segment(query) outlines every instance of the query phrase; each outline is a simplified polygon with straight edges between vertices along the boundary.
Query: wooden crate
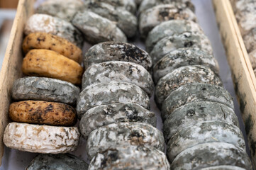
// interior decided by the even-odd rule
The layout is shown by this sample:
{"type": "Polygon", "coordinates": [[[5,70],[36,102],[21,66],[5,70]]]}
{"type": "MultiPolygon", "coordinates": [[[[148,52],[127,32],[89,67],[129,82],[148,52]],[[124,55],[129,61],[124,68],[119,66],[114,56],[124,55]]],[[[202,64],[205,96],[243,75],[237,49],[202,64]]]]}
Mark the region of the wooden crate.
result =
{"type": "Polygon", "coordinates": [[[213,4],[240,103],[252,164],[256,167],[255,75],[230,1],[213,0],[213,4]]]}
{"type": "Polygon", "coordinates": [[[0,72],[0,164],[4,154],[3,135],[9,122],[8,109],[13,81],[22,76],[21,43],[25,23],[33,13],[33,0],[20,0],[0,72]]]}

##########

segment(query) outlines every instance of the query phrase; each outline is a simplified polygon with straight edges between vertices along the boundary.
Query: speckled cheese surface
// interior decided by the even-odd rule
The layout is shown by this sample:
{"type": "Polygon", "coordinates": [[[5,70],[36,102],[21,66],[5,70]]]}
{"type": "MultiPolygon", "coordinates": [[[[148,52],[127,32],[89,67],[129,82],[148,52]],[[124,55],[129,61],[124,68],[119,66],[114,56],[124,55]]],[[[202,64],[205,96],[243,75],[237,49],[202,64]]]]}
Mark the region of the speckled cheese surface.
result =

##########

Extract each line in the entries above that contains the string "surface".

Query: speckled cheese surface
Mark the region of the speckled cheese surface.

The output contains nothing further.